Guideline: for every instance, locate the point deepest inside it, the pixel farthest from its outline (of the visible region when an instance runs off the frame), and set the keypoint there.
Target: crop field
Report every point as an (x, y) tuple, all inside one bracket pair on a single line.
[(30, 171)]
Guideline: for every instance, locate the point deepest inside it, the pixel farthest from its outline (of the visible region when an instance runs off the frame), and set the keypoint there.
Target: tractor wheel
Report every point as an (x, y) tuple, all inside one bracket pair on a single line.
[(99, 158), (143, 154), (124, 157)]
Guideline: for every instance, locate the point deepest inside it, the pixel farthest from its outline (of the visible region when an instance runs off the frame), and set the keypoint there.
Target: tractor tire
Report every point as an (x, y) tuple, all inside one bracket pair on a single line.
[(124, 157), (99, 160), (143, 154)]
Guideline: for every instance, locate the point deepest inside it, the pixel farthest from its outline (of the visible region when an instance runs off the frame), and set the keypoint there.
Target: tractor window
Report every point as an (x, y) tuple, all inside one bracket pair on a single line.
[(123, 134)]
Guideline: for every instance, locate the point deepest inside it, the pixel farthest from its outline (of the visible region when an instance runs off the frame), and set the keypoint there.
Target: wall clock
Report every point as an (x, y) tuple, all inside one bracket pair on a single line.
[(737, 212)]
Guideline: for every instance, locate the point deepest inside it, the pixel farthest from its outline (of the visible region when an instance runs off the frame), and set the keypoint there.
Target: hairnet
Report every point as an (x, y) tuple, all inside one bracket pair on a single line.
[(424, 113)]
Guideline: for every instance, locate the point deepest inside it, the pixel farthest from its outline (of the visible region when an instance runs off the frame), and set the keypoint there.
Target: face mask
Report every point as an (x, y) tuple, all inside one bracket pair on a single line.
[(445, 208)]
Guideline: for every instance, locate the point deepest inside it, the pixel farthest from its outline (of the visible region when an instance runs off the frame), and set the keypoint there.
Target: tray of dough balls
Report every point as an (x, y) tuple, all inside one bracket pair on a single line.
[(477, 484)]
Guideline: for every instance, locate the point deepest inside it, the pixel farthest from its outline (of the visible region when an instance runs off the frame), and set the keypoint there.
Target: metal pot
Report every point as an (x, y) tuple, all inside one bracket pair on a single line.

• • •

_WHAT YOU WILL DO_
Write the material out again word for word.

_ANSWER BELOW_
Guideline: for every instance, locate the point deepest inside it, the pixel farthest from its outline (of the visible region when an instance runs off the frame), and set the keypoint there.
Target: crop field
Report every point as an (x, y) tuple, all inside one bracket pair on a single line.
[(30, 171)]
Guideline: for every instance, locate the point deepest inside it, the pixel farthest from its outline (of the visible region when an instance runs off the frame), and set the keypoint there.
Target: tractor wheel
Report every point as an (x, y) tuple, all inside one bracket pair on a single line.
[(99, 158), (143, 154), (124, 157)]
Guideline: for every instance, locate the point deepest inside it, the pixel farthest from its outline (of the visible region when an instance runs off the frame), and set the keypoint there.
Target: tractor tire
Report every point as an (x, y) tuple, all inside one bracket pair on a single line.
[(124, 157), (99, 160), (143, 154)]
Guideline: for every instance, locate the point deepest inside it, the pixel farthest from its outline (of the visible region when an instance runs off the frame), and set the keypoint there.
Target: tractor window
Report every point as an (x, y) tuple, all inside one bracket pair on a single line.
[(123, 134)]
Guideline: for every instance, locate the point deepest inside it, the pixel farthest from its outline (of the visible region when an instance runs off the frame), and set the keypoint there.
Target: wall clock
Report every point as an (x, y) tuple, all inside one bracket pair on a single line.
[(737, 212)]
Guideline: for every instance, locate the point deepest inside it, the pixel farthest from its outline (of the visible region when an instance runs off the frame), and set the keypoint there.
Target: hairnet
Report every point as an (x, y) tuple, all inside one bracket pair on a single line.
[(424, 113)]
Guideline: for every instance, locate the point deepest inside it, the pixel farthest from its outline (of the visible region when an instance runs off the frame), and set the keypoint there.
Target: face mask
Report every point as an (x, y) tuple, all inside one bracket pair on a single line.
[(445, 208)]
Guideline: for every instance, locate the point deepest inside it, the pixel farthest from its outline (of the visible region when an instance runs off the frame), and set the keypoint there.
Target: tray of dough balls
Report every point as an (x, y) tuple, all inside one bracket pair on a single line.
[(477, 484)]
Guideline: for every instance, locate the point deepest inside it, the pixel farthest from its outline (of the visible region when an instance runs off the frame), and set the keypoint there.
Target: metal pot
Report every point as an (x, y) tuple, all inside one bracket pair on a single line.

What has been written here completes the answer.